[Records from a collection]

####

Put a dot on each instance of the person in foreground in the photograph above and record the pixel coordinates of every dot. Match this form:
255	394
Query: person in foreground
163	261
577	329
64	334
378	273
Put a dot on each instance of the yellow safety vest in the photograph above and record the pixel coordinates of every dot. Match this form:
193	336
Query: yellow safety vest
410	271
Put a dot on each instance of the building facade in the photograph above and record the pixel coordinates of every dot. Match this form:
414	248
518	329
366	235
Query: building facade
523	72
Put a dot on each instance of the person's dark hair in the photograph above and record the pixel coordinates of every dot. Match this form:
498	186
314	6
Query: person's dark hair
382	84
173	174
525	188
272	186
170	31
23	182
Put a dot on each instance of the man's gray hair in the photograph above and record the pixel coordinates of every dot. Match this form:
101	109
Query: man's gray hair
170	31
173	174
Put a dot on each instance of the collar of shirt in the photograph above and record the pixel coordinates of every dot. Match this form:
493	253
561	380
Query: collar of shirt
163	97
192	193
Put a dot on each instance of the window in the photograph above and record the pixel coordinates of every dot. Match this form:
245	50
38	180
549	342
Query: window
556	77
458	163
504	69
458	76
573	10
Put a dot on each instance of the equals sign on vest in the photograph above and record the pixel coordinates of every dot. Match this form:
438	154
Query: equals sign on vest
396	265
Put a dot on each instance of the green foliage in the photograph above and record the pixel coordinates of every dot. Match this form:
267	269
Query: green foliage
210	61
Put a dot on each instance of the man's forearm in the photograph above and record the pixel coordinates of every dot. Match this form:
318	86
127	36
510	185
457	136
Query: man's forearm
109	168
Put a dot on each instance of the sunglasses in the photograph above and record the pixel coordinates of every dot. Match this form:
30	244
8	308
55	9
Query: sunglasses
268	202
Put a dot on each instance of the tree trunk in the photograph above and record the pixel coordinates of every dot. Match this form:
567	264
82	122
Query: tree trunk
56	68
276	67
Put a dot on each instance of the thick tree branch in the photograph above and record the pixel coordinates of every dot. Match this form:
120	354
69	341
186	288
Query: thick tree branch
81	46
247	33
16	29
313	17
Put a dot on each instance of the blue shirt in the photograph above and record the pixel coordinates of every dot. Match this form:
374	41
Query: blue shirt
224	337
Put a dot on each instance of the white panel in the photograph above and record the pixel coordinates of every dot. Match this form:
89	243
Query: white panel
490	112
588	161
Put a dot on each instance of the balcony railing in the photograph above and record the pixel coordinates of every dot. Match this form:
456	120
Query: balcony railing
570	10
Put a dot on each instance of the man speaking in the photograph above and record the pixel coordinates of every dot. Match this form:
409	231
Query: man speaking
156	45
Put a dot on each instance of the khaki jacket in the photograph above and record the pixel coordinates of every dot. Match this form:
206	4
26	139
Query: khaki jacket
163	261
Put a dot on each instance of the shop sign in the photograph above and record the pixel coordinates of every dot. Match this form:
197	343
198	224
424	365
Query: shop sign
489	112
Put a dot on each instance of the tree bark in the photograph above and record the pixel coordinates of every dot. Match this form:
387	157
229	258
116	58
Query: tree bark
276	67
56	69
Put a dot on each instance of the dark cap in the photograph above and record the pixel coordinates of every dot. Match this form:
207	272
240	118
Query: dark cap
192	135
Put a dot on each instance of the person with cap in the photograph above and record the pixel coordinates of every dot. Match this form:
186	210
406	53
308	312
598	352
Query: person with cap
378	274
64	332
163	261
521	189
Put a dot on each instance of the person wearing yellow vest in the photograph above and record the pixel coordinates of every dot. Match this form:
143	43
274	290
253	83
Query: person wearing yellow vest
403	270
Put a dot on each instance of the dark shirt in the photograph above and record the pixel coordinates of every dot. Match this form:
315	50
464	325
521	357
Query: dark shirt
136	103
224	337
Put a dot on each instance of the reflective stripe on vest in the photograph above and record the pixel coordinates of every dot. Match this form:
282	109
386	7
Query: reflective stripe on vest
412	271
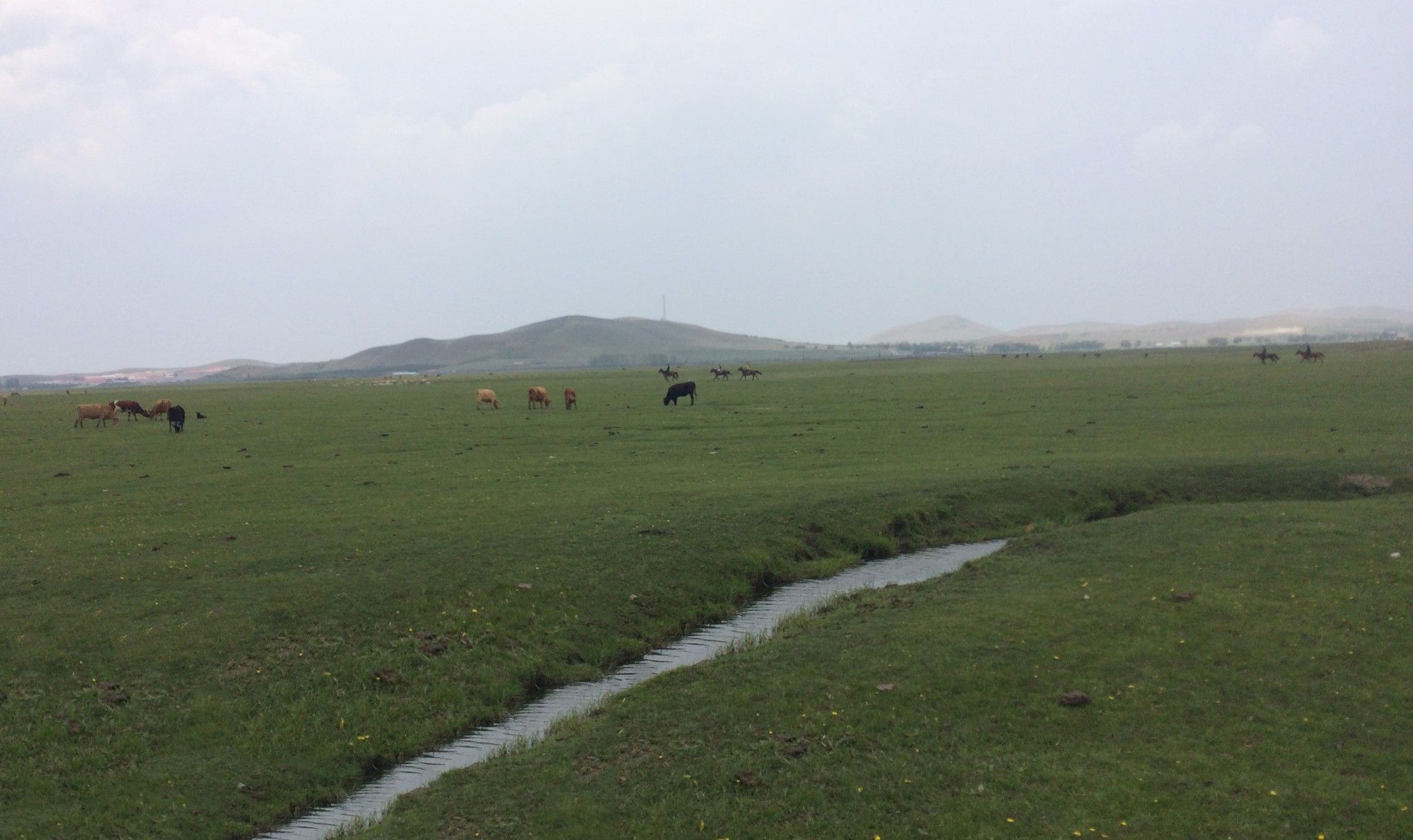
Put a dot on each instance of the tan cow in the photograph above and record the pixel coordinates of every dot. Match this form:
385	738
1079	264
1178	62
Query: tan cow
97	411
132	408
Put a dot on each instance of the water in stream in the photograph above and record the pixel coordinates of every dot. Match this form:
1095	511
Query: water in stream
531	723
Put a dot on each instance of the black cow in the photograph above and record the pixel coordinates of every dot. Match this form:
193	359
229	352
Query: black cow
680	390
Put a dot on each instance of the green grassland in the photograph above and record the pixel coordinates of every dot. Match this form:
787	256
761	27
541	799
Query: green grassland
1274	703
324	578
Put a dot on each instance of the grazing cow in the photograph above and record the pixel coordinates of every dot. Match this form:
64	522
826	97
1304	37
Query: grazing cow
680	390
132	408
95	411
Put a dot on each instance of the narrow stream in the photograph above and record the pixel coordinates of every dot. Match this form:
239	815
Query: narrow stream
533	722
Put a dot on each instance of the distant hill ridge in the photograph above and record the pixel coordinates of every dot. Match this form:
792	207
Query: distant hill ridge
1285	325
571	341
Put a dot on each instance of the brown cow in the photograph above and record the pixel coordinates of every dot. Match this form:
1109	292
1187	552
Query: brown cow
95	411
132	408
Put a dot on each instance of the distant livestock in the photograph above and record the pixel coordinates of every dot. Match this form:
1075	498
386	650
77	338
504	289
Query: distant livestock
680	390
132	408
94	411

####

Prompt: Transcribe all the records above word for word, without their images.

Correct output:
Put a dot on each instance of the person in foreground in the photograph above and record the pixel coordinates of every dot. Match this form:
255	394
Query: person in foreground
163	261
577	329
64	334
378	273
Put a dot on each instance of the yellow safety vest in the photograph above and record the pixel coordinates of every dot. Match this form:
193	336
Query: yellow safety vest
410	271
Put a dot on each instance of the building facade in the photograph above and record the pixel coordinates of every dot. Match this form:
414	248
518	329
366	235
Query: building facade
523	72
Put a dot on each instance of the person's dark hair in the photograph above and record the pixel coordinates of every dot. Match this form:
498	186
314	6
Query: person's dark hair
382	84
173	174
525	188
272	186
170	31
23	182
Put a dot on each instance of the man's gray hair in the photograph above and record the pixel coordinates of every dot. Match this form:
101	109
Query: man's gray hair
170	31
173	174
Put a dot on each instance of the collar of shirt in the photograph above and record the pixel coordinates of every dot. Match this form:
493	253
561	380
Query: collar of shirt
163	97
192	193
Put a dot on each instance of the window in the photograph above and record the pixel coordinates of every dot. Match this form:
245	50
38	180
549	342
Query: window
556	77
458	163
504	69
458	76
573	10
Put a dot on each instance of the equals sign on vest in the photograph above and record the pixel coordinates of every dot. Match this form:
438	154
Query: equals sign on vest
396	265
Put a dot on each instance of the green foliage in the photograph above and record the pixel coordinates of every dot. Match this form:
267	269
Query: green foliage
210	61
Put a dot on each instance of the man's forearm in the photograph above and record the pixel coordinates of every dot. Match this form:
318	86
127	36
510	185
457	136
Query: man's forearm
109	168
Put a dot on each instance of the sunglasses in the photograph above and record the pixel coordinates of every dot. Match this form:
30	244
8	308
55	9
Query: sunglasses
268	202
Put a dot on each instance of the tree trunk in the photograph above and record the pixel coordinates of every dot. Match this form:
567	264
82	122
Query: tree trunk
56	68
276	67
Put a dot on each instance of the thick tree branch in the photograph above and record the pixel coordinates of every dot. Match this form:
120	354
69	341
186	288
Query: thick tree branch
81	46
247	33
16	29
313	17
Put a dot on each instance of the blue shirt in the photograph above and record the pixel coordinates of every dot. Match this form:
374	41
Query: blue shirt
224	337
Put a dot on each instance of the white panel in the photograph above and record the pixel coordinates of every dot. Match this form:
89	243
Query: white panel
490	112
588	161
Put a dot on each instance of the balcony railing in the photograph above and record the pixel coordinates of every dot. Match this form:
456	120
Query: balcony railing
570	10
Put a dot on each instance of the man speaking in the photograph above and record the pixel coordinates of every dot. Match this form:
409	231
Query: man speaking
156	45
Put a dot on each instance of the khaki jacket in the photograph above and record the pixel coordinates of every dot. Match this form:
206	4
26	139
Query: khaki jacket
163	261
Put a dot on each instance of the shop sign in the photograph above and record the pixel coordinates of every dot. Match this form:
197	343
198	224
424	365
Query: shop sign
489	112
Put a dot on each instance of the tree bark in the photograph above and record the pixel coordinates of every dot. Match this form:
387	157
229	258
116	58
Query: tree bark
276	67
56	69
Put a dot on each instance of the dark cap in the photograph above and record the pixel coordinates of every dot. Match this form:
207	272
240	118
Query: dark cap
192	135
Put a dot on each instance of the person with cap in the photograph above and record the pixel coordinates of every dot. Match this form:
186	210
406	53
308	312
598	352
Query: person with cap
378	274
64	332
163	261
521	189
Put a dot on each instance of the person wearing yellow vest in the photograph above and record the pixel coordinates of every dot. Match this form:
143	43
274	290
253	83
Query: person wearing yellow vest
403	270
Put a dot on each instance of the dark shirt in the photograph above and record the pixel coordinates of every dot. Match this form:
315	50
464	325
521	357
Query: dark shirt
136	103
224	337
Put a dot on each instance of the reflective stripe on vest in the photograph above and record the pixel coordinates of every dot. Match this form:
282	109
386	7
Query: reflective stripe on vest
412	271
Put a dot on each instance of the tan cow in the photograph above and record the pixel coordinates of every dot. Match this form:
385	738
1079	264
1178	62
Query: tan cow
97	411
132	408
Put a dot on each instance of the water in stream in the photograph above and record the pixel coordinates of every dot. Match this form:
1095	511
Query: water in stream
531	723
Put a dot on each instance of the black cow in the photograph above and record the pixel coordinates of every dot. Match this form:
193	359
229	352
Query: black cow
680	390
Put a dot on each instance of the green grassland in the photograph above and record the pixel coordinates of every dot. Match this form:
787	256
761	27
541	799
Query: green grassland
1274	703
324	578
Put a dot on each instance of the grazing cow in the photograph above and record the pixel coordinates of every dot. Match this form:
64	522
826	97
1304	37
Query: grazing cow
680	390
132	408
95	411
Put a dot on each instance of the narrow stream in the photograph above and record the pixel coordinates of every dot. Match this form:
239	815
Query: narrow stream
533	722
Put a dot on each instance of the distant hill ridge in the photograph above and record the pixel coordinates of every dot. Match this form:
792	207
Query: distant hill ridge
1285	325
571	341
Put a dot on each instance of the brown cow in the photograph above and record the pixel coordinates of every dot. Match this form:
1109	292
1187	552
Query: brown cow
95	411
132	408
Put a dot on each instance of the distant livestock in the photograph above and record the pixel coordinates of every dot. Match this form:
1075	498
386	650
77	338
504	289
Query: distant livestock
680	390
132	408
94	411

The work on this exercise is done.